- _Задание 1_
Ответьте на вопросы по отрывку о реформах Дубчека:
(a) Когда Дубчек стал первым секретарём ЦК КП Чехословакии?
(b) Кто из соратников Дубчека предложил «Программу действий»?
(c) Сколько ведущих деятелей науки и культуры подписались под статьёй «Две тысячи слов»?
- _Задание 2_
Продолжите отрывок о реформах Дубчека, начав сразу после его последнего предложения.

- _Цитируемый отрывок_
———

Став 5 января 1968 первым секретарём ЦК КП Чехословакии, Александр Дубчек при поддержке сменившего Новотного героя Второй мировой войны президента Людвика Свободы инициировал ряд преобразований, направленных на существенную либерализацию и демократизацию существующего режима.

Программа действий

В апреле 1968 соратники Дубчека (К. Рихта, О. Шик, П. Ауэсперг) предложили свою «Программу действий»[3], утверждённую руководителями КПЧ, — программу реформирования для обеспечения «идейного плюрализма».

Политика первого секретаря Дубчека завоевала поддержку широких слоёв населения страны, 70 ведущих деятелей науки и культуры подписались под статьёй «Две тысячи слов», направленной на одобрение курса реформ. Одновременно началось преследование ортодоксальных кругов партии во главе с Новотным. Они были под предлогом попытки государственного переворота смещены с руководящих постов. Проходили митинги и демонстрации.

———

- _Набор данных_
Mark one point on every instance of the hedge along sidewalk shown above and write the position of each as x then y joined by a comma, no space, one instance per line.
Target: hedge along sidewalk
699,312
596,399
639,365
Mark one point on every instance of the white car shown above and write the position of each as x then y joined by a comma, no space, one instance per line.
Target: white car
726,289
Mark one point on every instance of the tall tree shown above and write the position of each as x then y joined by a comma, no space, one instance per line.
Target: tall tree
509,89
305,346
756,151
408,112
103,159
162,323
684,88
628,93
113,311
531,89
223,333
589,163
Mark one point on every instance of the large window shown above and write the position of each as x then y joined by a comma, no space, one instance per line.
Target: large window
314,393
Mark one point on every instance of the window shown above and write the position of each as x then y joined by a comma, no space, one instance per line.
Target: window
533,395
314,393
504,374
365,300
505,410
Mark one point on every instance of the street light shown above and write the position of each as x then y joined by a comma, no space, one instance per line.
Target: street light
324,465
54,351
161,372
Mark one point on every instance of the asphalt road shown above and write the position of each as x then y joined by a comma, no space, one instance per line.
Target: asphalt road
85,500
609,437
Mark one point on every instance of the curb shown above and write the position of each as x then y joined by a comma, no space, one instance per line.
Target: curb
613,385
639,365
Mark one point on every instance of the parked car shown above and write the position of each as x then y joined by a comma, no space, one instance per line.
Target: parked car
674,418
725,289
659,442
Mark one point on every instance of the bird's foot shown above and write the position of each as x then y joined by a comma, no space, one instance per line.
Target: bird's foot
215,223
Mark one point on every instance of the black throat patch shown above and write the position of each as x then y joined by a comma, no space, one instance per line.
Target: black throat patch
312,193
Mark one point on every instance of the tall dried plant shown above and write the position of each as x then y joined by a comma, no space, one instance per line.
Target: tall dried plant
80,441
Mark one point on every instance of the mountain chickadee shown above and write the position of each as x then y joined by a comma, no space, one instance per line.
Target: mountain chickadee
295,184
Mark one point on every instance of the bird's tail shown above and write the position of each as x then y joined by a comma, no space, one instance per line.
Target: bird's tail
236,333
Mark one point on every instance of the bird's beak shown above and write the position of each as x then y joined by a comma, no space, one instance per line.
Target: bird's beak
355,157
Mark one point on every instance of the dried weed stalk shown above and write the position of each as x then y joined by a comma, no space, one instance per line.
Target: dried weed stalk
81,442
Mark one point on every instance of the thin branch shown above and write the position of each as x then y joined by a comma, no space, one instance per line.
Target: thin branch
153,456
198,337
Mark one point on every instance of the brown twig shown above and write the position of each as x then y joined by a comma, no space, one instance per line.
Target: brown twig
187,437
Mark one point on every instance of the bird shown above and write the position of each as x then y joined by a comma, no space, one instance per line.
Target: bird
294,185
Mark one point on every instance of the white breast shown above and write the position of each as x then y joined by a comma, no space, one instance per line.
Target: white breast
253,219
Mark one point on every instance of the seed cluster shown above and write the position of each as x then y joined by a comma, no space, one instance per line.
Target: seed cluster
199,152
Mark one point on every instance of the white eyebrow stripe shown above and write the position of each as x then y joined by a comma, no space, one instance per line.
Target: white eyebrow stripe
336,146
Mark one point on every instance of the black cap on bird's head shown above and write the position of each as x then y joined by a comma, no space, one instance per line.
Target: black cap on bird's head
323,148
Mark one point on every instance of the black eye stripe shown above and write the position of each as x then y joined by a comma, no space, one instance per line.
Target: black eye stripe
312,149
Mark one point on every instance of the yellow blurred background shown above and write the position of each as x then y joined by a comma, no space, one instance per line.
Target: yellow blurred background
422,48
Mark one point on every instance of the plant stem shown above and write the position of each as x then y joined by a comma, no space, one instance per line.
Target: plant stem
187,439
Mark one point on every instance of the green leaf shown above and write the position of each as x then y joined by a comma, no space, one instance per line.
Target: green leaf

———

- _Ответ 1_
(a) 5 января 1968 года.
(b) К. Рихта, О. Шик и П. Ауэсперг.
(c) 70.

- _Ответ 2_
Реакция СССР

Такая ситуация вызывала опасения со стороны Советского Союза. Юрий Андропов, свидетель событий 1956 года в Венгрии, говорил об опасности потери контроля над Чехословакией: «Они собираются сделать из страны что-то вроде Югославии, а затем — Австрии».

Руководители пяти стран Организации Варшавского договора 15 июля 1968 адресовали КПЧ письмо о необходимости решительного наступления на «правое крыло» в партии и «антисоциалистические силы» в стране. Тем не менее, письмо не только не остановило реформаторов из чехословацкого правительства в их стремлении к реформам, но даже вызвало резкую реакцию общественности. В ответе «письму пятерых» чехословацкая Компартия высказала своё несогласие с «дискредитированными бюрократическо-полицейскими методами», но подтвердила лояльность к Москве.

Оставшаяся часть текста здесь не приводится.